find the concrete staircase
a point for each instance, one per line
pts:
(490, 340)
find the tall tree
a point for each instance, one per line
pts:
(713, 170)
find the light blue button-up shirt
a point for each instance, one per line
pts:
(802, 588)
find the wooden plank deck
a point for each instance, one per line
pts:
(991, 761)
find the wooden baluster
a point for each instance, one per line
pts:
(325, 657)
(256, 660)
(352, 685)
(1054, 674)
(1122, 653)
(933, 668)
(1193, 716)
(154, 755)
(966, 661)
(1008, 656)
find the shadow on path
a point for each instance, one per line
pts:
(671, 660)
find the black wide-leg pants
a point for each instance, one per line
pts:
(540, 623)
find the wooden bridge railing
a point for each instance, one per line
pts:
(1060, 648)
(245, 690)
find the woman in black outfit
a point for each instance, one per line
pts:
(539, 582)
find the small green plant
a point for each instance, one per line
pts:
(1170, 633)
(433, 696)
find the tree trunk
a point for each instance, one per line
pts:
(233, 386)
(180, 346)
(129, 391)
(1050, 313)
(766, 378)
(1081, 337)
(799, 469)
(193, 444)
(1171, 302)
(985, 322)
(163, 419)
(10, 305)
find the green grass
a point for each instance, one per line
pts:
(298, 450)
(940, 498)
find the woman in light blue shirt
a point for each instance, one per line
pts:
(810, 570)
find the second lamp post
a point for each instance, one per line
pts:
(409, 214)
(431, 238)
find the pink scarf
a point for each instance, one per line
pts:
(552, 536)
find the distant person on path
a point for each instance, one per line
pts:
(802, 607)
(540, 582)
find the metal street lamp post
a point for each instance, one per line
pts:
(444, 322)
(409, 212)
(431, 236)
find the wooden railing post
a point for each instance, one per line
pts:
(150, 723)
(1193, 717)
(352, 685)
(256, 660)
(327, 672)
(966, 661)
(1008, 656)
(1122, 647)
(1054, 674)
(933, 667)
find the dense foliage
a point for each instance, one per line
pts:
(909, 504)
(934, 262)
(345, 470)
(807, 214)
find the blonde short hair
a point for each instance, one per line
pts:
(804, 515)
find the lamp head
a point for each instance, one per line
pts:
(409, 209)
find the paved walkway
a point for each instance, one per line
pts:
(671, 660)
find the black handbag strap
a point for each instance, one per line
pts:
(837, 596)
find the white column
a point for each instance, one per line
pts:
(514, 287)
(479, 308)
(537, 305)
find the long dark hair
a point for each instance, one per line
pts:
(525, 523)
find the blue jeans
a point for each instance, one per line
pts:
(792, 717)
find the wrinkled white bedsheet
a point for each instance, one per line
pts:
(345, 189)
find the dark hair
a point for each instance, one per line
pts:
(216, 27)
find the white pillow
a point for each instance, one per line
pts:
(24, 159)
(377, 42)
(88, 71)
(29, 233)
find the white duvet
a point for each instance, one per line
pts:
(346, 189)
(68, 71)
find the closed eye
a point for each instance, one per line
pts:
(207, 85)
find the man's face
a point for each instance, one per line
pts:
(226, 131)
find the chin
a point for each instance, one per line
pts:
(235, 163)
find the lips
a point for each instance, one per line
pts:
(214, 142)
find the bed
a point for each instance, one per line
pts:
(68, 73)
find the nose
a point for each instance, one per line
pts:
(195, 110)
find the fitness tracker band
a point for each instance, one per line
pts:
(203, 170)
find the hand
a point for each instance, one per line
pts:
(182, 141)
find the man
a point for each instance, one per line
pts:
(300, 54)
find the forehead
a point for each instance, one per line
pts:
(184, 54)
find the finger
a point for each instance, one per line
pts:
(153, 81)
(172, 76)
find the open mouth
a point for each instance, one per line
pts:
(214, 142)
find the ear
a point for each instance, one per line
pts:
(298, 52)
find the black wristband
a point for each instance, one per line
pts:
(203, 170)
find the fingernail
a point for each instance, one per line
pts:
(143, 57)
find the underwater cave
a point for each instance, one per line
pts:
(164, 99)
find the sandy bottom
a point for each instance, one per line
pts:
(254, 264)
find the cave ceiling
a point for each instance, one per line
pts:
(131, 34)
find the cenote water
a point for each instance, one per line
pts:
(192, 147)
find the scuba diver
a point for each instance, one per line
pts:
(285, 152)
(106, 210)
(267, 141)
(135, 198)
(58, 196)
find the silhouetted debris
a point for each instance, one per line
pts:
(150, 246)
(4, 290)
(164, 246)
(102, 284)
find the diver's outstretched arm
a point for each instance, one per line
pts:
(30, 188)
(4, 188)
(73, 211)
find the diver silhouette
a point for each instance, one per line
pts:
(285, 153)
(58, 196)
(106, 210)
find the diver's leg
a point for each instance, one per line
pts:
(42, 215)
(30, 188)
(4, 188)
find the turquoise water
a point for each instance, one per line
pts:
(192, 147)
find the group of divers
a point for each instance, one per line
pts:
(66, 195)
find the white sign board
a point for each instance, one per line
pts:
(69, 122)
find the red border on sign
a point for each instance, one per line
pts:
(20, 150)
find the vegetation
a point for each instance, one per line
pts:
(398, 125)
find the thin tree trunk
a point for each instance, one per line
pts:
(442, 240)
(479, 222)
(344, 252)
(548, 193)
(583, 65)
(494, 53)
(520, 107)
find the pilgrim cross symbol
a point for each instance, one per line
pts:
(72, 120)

----------

> **REQUIREMENT**
Copy the records above, keeping every word the same.

> **RESULT OF THIS TASK**
find the concrete staircase
a point for each instance, one per line
pts:
(490, 340)
find the tall tree
a point for each instance, one per line
pts:
(713, 170)
find the light blue button-up shirt
a point for each instance, one per line
pts:
(802, 588)
find the wooden plank deck
a point for each instance, one per line
pts:
(991, 761)
find the wooden baluster
a point for each instance, one per line
pts:
(325, 657)
(256, 660)
(352, 685)
(1054, 674)
(1122, 653)
(933, 668)
(1193, 716)
(154, 755)
(966, 661)
(1008, 656)
find the shadow on path
a point for each instance, one per line
pts:
(671, 660)
find the black wide-leg pants
a point for each instance, one per line
pts:
(540, 623)
find the wooden bridge railing
a point for each instance, one per line
pts:
(1060, 648)
(245, 690)
find the woman in black outfit
a point for each instance, one per line
pts:
(539, 582)
find the small green plant
a point for each instance, one per line
pts:
(1170, 633)
(433, 696)
find the tree trunk
a point for each instance, one per line
pts:
(233, 386)
(180, 346)
(129, 391)
(1050, 313)
(766, 378)
(1081, 337)
(799, 469)
(193, 444)
(1171, 302)
(985, 322)
(163, 419)
(10, 305)
find the green grass
a point for each instance, one per line
pts:
(298, 450)
(940, 498)
find the woman in light blue shirt
a point for each instance, one per line
pts:
(810, 570)
find the second lamp post
a point for each instance, one per line
pts:
(409, 214)
(431, 238)
find the pink scarf
a point for each instance, one per line
pts:
(552, 536)
find the distant person on path
a point for each instance, one per line
pts:
(802, 607)
(540, 582)
find the metal street lamp post
a point for each instance, one per line
pts:
(444, 322)
(409, 212)
(431, 236)
find the wooden railing post
a point for each instance, one per line
pts:
(150, 723)
(1193, 717)
(352, 685)
(256, 660)
(327, 672)
(966, 661)
(1008, 656)
(1122, 647)
(1054, 674)
(933, 667)
find the dense foliage
a point for each instance, one per line
pts:
(909, 504)
(934, 262)
(345, 470)
(807, 214)
find the blonde short hair
a point for each instance, one per line
pts:
(804, 515)
find the lamp head
a point for each instance, one per line
pts:
(409, 209)
find the paved walkway
a point for each instance, one per line
pts:
(671, 660)
find the black handbag strap
a point for each instance, one per line
pts:
(837, 596)
find the white column
a point for each instance, one per line
pts:
(514, 287)
(479, 308)
(537, 305)
find the long dark hair
a point for each instance, one per line
pts:
(525, 523)
find the blue jeans
a point for each instance, one per line
pts:
(792, 717)
find the wrinkled white bedsheet
a point for each instance, one per line
pts:
(345, 189)
find the dark hair
a point for each instance, one per line
pts:
(216, 27)
find the white pillow
a point for each instance, one per line
pts:
(24, 159)
(377, 42)
(88, 71)
(29, 233)
find the white duvet
a point for each instance, one per line
pts:
(346, 189)
(68, 71)
find the closed eye
a point for each instance, one per line
pts:
(207, 85)
find the man's face
a point for each instance, one per line
pts:
(226, 131)
find the chin
a point for each instance, one per line
pts:
(235, 163)
find the lips
a point for each instance, one per line
pts:
(214, 142)
find the bed
a point for each instance, one per line
pts:
(68, 73)
find the nose
a point for each instance, one per line
pts:
(195, 110)
find the fitness tracker band
a point for each instance, one per line
pts:
(203, 170)
find the hand
a point for each instance, one per line
pts:
(182, 141)
find the man
a point for each instance, one per line
pts:
(300, 54)
find the forehead
a point for each instance, one per line
pts:
(184, 54)
find the finger
a point for each instance, one per line
pts:
(153, 81)
(172, 76)
find the open mouth
a point for each instance, one per line
pts:
(214, 142)
find the ear
a point for each instance, one per line
pts:
(298, 52)
find the black wristband
a point for each instance, one per line
pts:
(203, 170)
find the fingernail
a point for each instance, one per line
pts:
(143, 57)
find the underwater cave
a point for each instance, one per line
pts:
(164, 99)
find the sandy bottom
a point for each instance, one per line
pts:
(254, 264)
find the cave ceiling
a point for each instance, one per line
pts:
(131, 34)
find the cenote water
a point for each instance, one per line
pts:
(192, 147)
find the scuba diver
a point for each instance, one per line
pts:
(285, 152)
(106, 210)
(267, 141)
(135, 198)
(58, 196)
find the silhouetted debris
a point for each instance, one per line
pts:
(150, 246)
(4, 290)
(164, 246)
(102, 284)
find the diver's outstretched arm
a point for each instance, one per line
pts:
(30, 188)
(4, 188)
(73, 211)
find the diver silhouette
a point for each instance, one per line
pts:
(285, 153)
(58, 196)
(106, 210)
find the diver's leg
a point for each instance, one per line
pts:
(42, 215)
(30, 188)
(4, 188)
find the turquoise water
a point for each instance, one per line
pts:
(192, 147)
find the group of divers
a point for each instance, one per line
pts:
(66, 195)
find the white sign board
a point for each instance, one per line
pts:
(69, 122)
find the red border on sign
a point for each instance, one per line
pts:
(20, 150)
find the vegetation
a point for each instance, one per line
pts:
(398, 125)
find the thin tree trunk
a point for each instance, one per line
pts:
(442, 240)
(479, 222)
(344, 252)
(548, 193)
(583, 65)
(494, 53)
(520, 107)
find the pilgrim cross symbol
a point for each instance, one per line
pts:
(72, 120)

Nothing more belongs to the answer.